-- start Excerpt to read --

Cache a large list to disk

C

Chris

I have a set of routines, the first of which reads lots and lots of
data from disparate regions of disk. This read routine takes 40
minutes on a P3-866 (with IDE drives). This routine populates an
array with a number of dictionaries, e.g.,

[{'el2': 0, 'el3': 0, 'el1': 0, 'el4': 0, 'el5': 0},
{'el2': 15, 'el3': 21, 'el1': 9, 'el4': 33, 'el5': 51},
{'el2': 35, 'el3': 49, 'el1': 21, 'el4': 77, 'el5': 119},
{'el2': 45, 'el3': 63, 'el1': 27, 'el4': 99, 'el5': 153}]
(not actually the data i'm reading)

This information is acted upon by subsequent routines. These routines
change very often, but the data changes very infrequently (the
opposite pattern of what I'm used to). This data changes once per
week, so I can safely cache this data to a big file on disk, and read
out of this big file -- rather than having to read about 10,000 files
-- when the program is loaded.

Now, if this were C I'd know how to do this in a pretty
straightforward manner. But being new to Python, I don't know how I
can (hopefully easily) write this data to a file, and then read it out
into memory on subsequent launches.

If anyone can provide some pointers, or even some sample code on how
to accomplish this, it would be greatly appreciated.

Thanks in advance for any help.

-- end Excerpt to read --
-- start Available data --

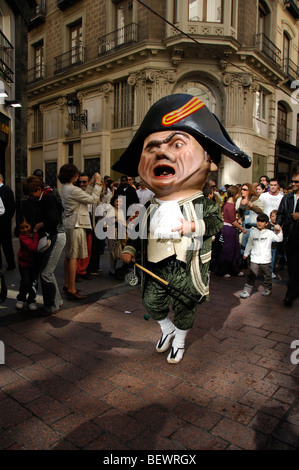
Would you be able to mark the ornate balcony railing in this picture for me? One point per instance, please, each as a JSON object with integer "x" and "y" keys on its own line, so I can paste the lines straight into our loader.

-- end Available data --

Goal> Quote the forum post about caching a large list to disk in full, word for word. The material has no connection to the forum post.

Solution to this problem>
Cache a large list to disk

C

Chris

I have a set of routines, the first of which reads lots and lots of
data from disparate regions of disk. This read routine takes 40
minutes on a P3-866 (with IDE drives). This routine populates an
array with a number of dictionaries, e.g.,

[{'el2': 0, 'el3': 0, 'el1': 0, 'el4': 0, 'el5': 0},
{'el2': 15, 'el3': 21, 'el1': 9, 'el4': 33, 'el5': 51},
{'el2': 35, 'el3': 49, 'el1': 21, 'el4': 77, 'el5': 119},
{'el2': 45, 'el3': 63, 'el1': 27, 'el4': 99, 'el5': 153}]
(not actually the data i'm reading)

This information is acted upon by subsequent routines. These routines
change very often, but the data changes very infrequently (the
opposite pattern of what I'm used to). This data changes once per
week, so I can safely cache this data to a big file on disk, and read
out of this big file -- rather than having to read about 10,000 files
-- when the program is loaded.

Now, if this were C I'd know how to do this in a pretty
straightforward manner. But being new to Python, I don't know how I
can (hopefully easily) write this data to a file, and then read it out
into memory on subsequent launches.

If anyone can provide some pointers, or even some sample code on how
to accomplish this, it would be greatly appreciated.

Thanks in advance for any help.